- _TASK OBJECTIVE_
Your reply should be the records below, duplicated exactly, with any picture removed.

__________________________________________________

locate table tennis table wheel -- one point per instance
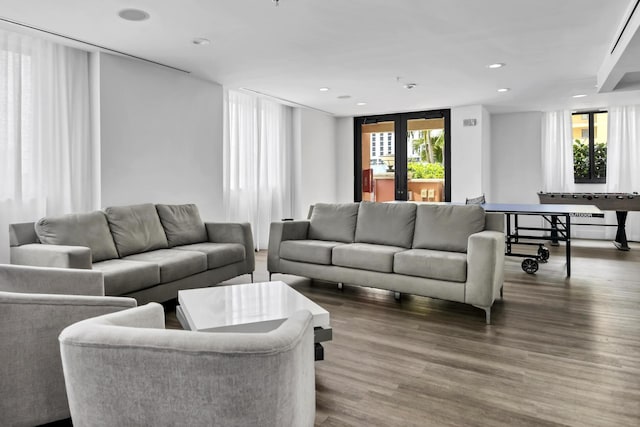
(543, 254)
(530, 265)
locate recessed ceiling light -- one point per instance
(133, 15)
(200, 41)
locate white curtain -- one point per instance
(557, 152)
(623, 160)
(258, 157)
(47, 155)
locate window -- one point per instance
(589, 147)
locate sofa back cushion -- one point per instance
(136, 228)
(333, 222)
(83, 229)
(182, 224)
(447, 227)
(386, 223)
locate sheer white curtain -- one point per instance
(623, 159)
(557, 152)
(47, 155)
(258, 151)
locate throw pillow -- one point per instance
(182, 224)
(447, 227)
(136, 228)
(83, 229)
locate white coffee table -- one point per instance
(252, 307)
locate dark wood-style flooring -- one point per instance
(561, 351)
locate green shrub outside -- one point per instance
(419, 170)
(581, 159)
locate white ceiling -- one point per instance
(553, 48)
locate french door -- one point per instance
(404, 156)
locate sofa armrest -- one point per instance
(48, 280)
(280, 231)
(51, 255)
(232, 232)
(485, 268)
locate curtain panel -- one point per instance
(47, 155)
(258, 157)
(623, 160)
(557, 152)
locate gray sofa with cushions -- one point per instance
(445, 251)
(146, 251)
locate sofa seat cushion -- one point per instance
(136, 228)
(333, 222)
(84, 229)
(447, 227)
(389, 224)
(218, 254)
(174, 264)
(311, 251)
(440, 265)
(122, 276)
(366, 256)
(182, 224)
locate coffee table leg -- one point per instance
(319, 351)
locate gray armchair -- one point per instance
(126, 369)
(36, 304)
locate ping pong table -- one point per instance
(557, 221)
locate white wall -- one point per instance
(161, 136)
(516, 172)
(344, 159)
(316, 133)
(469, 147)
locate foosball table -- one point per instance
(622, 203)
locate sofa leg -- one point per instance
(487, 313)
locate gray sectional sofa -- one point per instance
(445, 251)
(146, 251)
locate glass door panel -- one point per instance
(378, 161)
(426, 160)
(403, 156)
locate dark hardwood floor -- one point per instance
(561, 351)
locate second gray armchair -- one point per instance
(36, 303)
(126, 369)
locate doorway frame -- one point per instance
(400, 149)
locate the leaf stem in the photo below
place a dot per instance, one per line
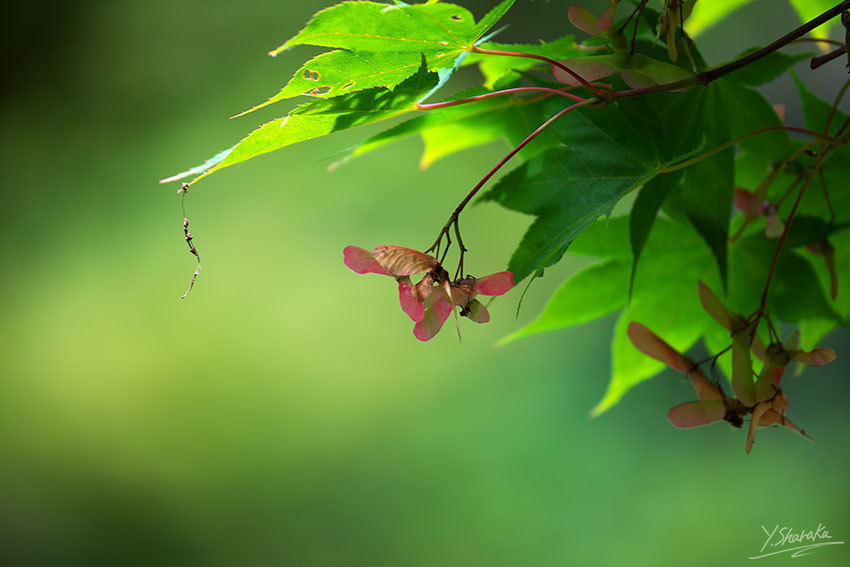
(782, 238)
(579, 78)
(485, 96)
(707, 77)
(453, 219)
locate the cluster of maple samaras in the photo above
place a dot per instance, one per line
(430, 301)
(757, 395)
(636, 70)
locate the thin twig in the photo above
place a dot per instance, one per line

__________________________________________________

- _RESPONSE AREA_
locate table tennis table wheel -- one point per instance
(543, 254)
(530, 265)
locate recessed ceiling light -- one point per instance
(133, 15)
(200, 41)
locate white curtain -- one point per instance
(557, 152)
(623, 160)
(258, 157)
(47, 155)
locate window -- one point per instance
(589, 147)
locate sofa back cushion -- one point per instance
(136, 228)
(333, 222)
(83, 229)
(182, 224)
(447, 227)
(386, 223)
locate sheer white curtain -- one point per instance
(623, 159)
(557, 152)
(47, 155)
(258, 151)
locate throw pillow -- one point per instance
(182, 224)
(447, 227)
(136, 228)
(83, 229)
locate white coffee table -- one point per instance
(252, 307)
locate dark wood-style flooring -- one point per instance
(561, 351)
locate green shrub outside -- one point per instance
(419, 170)
(581, 159)
locate white ceiling -- one point per instance
(553, 48)
locate french door -- one point per instance
(404, 156)
locate sofa armrest -- one point per instance
(48, 280)
(280, 231)
(51, 255)
(232, 232)
(485, 268)
locate curtain panel -- one point per instance
(47, 155)
(258, 157)
(623, 160)
(557, 152)
locate gray sofa with cushions -- one point per instance
(445, 251)
(146, 251)
locate sofa seat cushion -- one point per instance
(136, 228)
(333, 222)
(84, 229)
(447, 227)
(389, 224)
(218, 254)
(174, 264)
(311, 251)
(440, 265)
(122, 276)
(366, 256)
(182, 224)
locate coffee table leg -- one point per instance
(319, 351)
locate gray armchair -- one point per instance
(126, 369)
(36, 304)
locate ping pong table -- one point per instance
(557, 221)
locate white wall -- one point per instance
(161, 136)
(516, 172)
(344, 159)
(316, 133)
(469, 147)
locate foosball table -- one point per instance
(622, 203)
locate sofa leg -- one point per instance
(487, 313)
locate gray sectional sofa -- one point per instance
(445, 251)
(146, 251)
locate glass door panel -- one point per instance
(378, 161)
(426, 160)
(403, 156)
locate dark hardwood floor -- one point per instance
(561, 351)
locate second gray armchair -- one point per instance
(36, 303)
(126, 369)
locate doorway frame -- one point per instance
(400, 149)
locate the leaf stem in the photo below
place a dot per instance, one per line
(782, 238)
(579, 78)
(485, 96)
(707, 77)
(453, 219)
locate the cluster of maple samaras in the photo above
place a dot per instance, one per line
(430, 301)
(757, 395)
(636, 70)
locate the thin twig in the photo above
place a dot per instance, one per line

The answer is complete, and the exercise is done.